### Directions
1 – Decide whether each statement agrees with the blog excerpt below, answering yes or no and quoting the deciding words: (a) The writer has 45 minutes for the talk. (b) Stefanie Weber's new work will premiere at Jae's Spice in Pittsfield. (c) The triptych Higher and Higher is stretched on a frame.
2 – Continue the blog excerpt below about art and photography from its final sentence.
[Start Selected passage]
Certainly I'm psyched about doing it. I've been  loading slides into my software in wild abandon and now have 142.

Every time I go in to prune, I end up adding more instead.

I have 45 minutes to talk. So I will get serious tomorrow about timing and trimming. I'm not just including my own stuff but have paintings by others, mostly famous.

Here are a couple old paintings of mine from a series where I was using words as the images. I'm not sure they'll survive the cut.

The first two paintings use words ripped off from poetry by Ed Ochester. The next one is the word Magic written in dripped paint hundreds of overlapping times, sometimes upside down, sometimes sideways and sometimes the right way and once in giant letters across the page. All three, as you might imagine, are six footers.

 

 

February 25, 2010

Photos by Grier Horner

I've started taking photos of videos playing on my computer . Here are some I shot while watching a video of Stefanie Weber's dance ensemble - Creatures of Habitat. In this shot: Karen Lee, left, Lita Lundeen Setchfield and if you look closely, me.

 

In this one my camera is a fire-breathing dragon. Ben Pender-Cudlip made the video. Take a look at it here.

Another fire shot. This time I'm shooting Guns and Roses singing.

Who turned the lights on. Here are Karen Lee, left, and Stefanie Weber. Part of Stefanie's new work, habitat (de)fragmentation, is danced in the dark.

It will premiere April 17 upstairs at Jae's Spice in Pittsfield with two performances, one at 7 and the second at 9. I'll let you know when you can make reservations.

 

P.S. We had more than a foot of snow yesterday. And we may get more today . But we're still way behind the 50 inches they got in the mid-Atlantic states a couple weeks ago. New England used to be the snow belt. I think that the belt is being worn lower on the map in the last few years.

 

 

February 23, 2010

 

Photos by Grier Horner

Welcome to the wonderful world of Emma Amos' art, on view at the Flomenhaft gallery in Manhattan through Saturday. (After i wrote this the exhibit was extended to March 3.)

Amos, who is in her early 70s, created most of the work in the show last year. (And you can imagine how I love artists still coming up with compelling work at that age.)

The giant triptych at the top of this post, Higher and Higher, celebrates the rise of African Americans from slavery to the White House.

Like much of the work in this show, the painting is fringed with African fabric and instead of being stretched or framed, hangs from a pole inserted through a pocket in the top. Below is a detail from the painting.

In All I Know of Wonder (above) and Fall (below), Ms. Amos gives the main characters several different skin tones. Katrina Ellis, the gallery manager, said this reflects the artist's bi-racial heritage. The artist obviously likes to take on issues of race and gender.

You can view a video of Ms. Amos talking aspiring artists to have a story to tell by clicking this link. It ends abruptly after a minute because it is a teaser for a longer video you have to by. There is also a 10-minute video about the artist you can see on this other link.

She is a Skowhegan governor, a newly-retired professor/chair at Rutgers' Mason Gross School of the Arts, is a former editor of Heresies Magazine and was featured in a 2009 film premiered at MoMA in October.
[End Selected passage]
[Start Dataset excerpts]
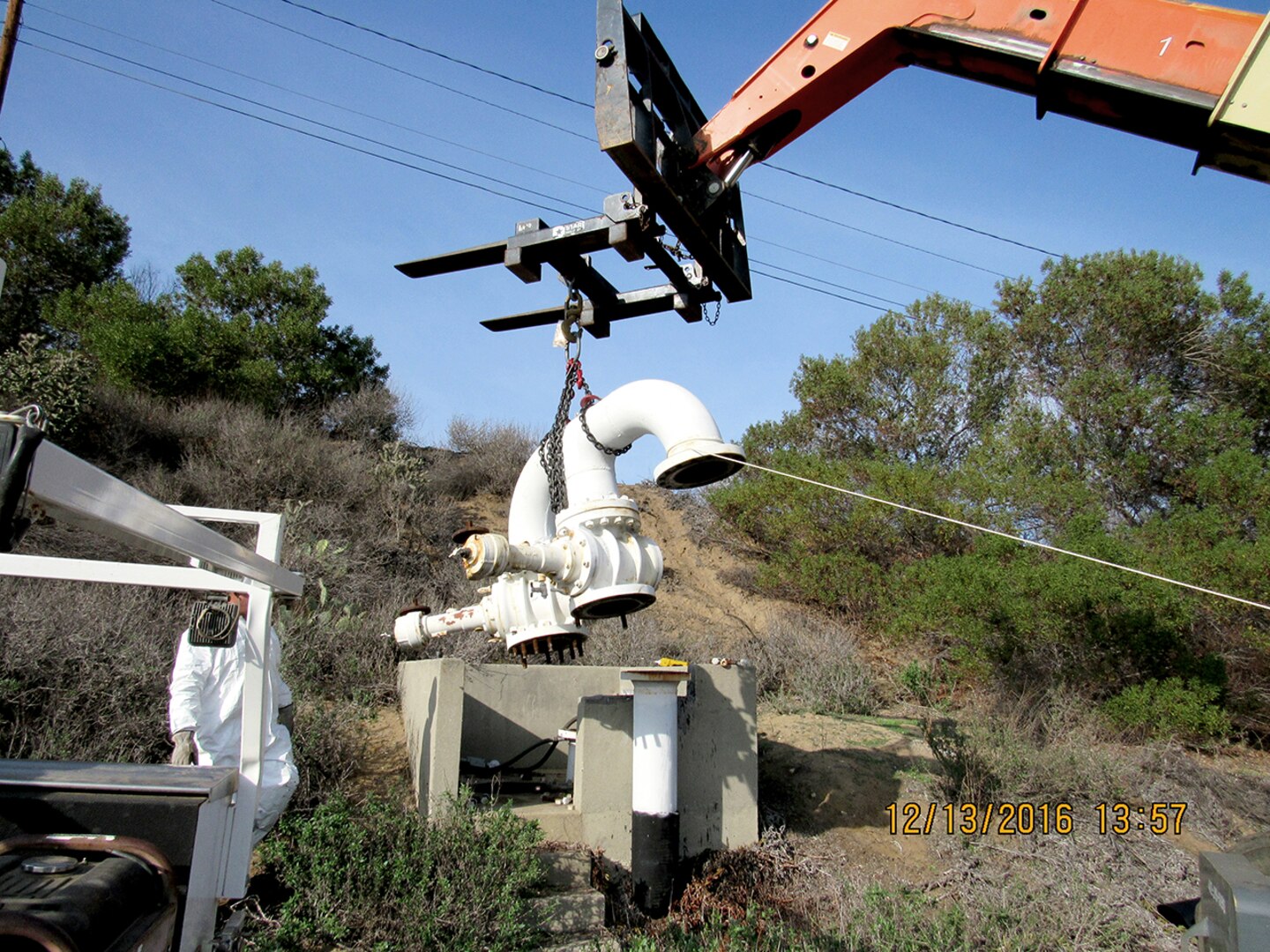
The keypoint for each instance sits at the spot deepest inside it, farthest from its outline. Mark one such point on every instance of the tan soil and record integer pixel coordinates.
(828, 779)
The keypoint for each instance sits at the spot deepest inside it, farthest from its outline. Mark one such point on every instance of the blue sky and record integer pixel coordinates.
(196, 178)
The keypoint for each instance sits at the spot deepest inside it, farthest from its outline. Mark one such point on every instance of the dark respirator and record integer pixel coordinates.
(213, 622)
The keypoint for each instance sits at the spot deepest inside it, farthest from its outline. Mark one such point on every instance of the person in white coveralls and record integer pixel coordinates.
(205, 715)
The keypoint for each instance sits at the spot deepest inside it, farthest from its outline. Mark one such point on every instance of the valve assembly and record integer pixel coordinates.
(554, 571)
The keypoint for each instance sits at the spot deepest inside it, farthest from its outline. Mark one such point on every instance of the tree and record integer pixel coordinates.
(54, 238)
(234, 326)
(262, 331)
(1116, 407)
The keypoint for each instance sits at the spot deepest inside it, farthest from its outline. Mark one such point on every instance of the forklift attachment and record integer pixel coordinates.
(646, 118)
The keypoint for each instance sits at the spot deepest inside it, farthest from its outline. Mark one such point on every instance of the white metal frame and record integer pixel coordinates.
(66, 487)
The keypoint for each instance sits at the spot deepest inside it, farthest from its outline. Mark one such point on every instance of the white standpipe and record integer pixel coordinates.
(654, 785)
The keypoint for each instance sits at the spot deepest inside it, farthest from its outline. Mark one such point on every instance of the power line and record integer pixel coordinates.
(995, 532)
(317, 100)
(819, 291)
(294, 129)
(438, 54)
(526, 84)
(874, 234)
(318, 40)
(429, 159)
(905, 208)
(832, 285)
(305, 118)
(398, 69)
(839, 264)
(407, 129)
(386, 145)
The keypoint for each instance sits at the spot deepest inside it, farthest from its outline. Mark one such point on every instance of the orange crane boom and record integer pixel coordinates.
(1192, 75)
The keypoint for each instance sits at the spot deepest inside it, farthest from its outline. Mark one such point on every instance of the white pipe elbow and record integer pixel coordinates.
(696, 455)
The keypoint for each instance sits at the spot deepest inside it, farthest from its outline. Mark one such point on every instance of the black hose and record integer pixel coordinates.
(530, 749)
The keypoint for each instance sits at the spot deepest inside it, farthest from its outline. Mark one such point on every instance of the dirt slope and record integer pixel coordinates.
(836, 784)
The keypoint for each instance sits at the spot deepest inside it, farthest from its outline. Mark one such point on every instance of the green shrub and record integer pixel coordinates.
(1186, 710)
(488, 457)
(58, 381)
(808, 663)
(378, 876)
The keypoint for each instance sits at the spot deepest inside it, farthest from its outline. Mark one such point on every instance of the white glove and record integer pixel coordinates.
(183, 747)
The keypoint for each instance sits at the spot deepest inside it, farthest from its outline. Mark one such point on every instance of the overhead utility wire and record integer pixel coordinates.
(397, 69)
(294, 129)
(305, 118)
(578, 135)
(995, 532)
(574, 182)
(819, 291)
(822, 280)
(407, 152)
(905, 208)
(427, 135)
(839, 264)
(317, 100)
(591, 106)
(438, 54)
(874, 234)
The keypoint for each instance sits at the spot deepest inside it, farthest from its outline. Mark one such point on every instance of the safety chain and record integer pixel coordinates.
(582, 418)
(551, 447)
[End Dataset excerpts]
### Responses by task
1 –
(a) Yes: "I have 45 minutes to talk."
(b) Yes: "It will premiere April 17 upstairs at Jae's Spice in Pittsfield"
(c) No: "instead of being stretched or framed, hangs from a pole inserted through a pocket in the top."

2 –
Flomenhaft is located at 547 West 27th Street, Suite 200, in Chelsea.

 

February 21, 2010

Photo by Grier Horner/All rights reserved

Viola Frey was 70 when she died in 2004, leaving a legacy of big, bold, I-dare-you-to-ignore-me sculpture that broke new ground in ceramics. The one above is Stubborn Woman, Orange Hands.

I saw Ms.Frey's work for the first time last week at the Nancy Hoffman Gallery, 520 West 27th Street in Manhattan. The show closed yesterday.

But if you missed this excellent show, you are in luck because the Museum of Arts and Design has her work on exhibit through May 2. It is located at 2 Columbus Circle in New York.

There you will see the colossal Weeping Woman (below.) It is my favorite Frey work from what I have seen on Google. I have not gone to this exhibit, Bigger, Better, More: The Work of Viola Frey, but plan to.

New York Times photo

Viola Frey was not a slave to beauty. Her awkward giants are raw, arresting, garish and very good. According to what I've read, Ms. Frey had a strong work ethic and was in her studio six days a week.

Exhibition view at Viola Frey show at Nancy Hoffman Gallery in 2002.

Several strokes in her later years hobbled her, but not her art.  A portable lift in her studio let her keep working.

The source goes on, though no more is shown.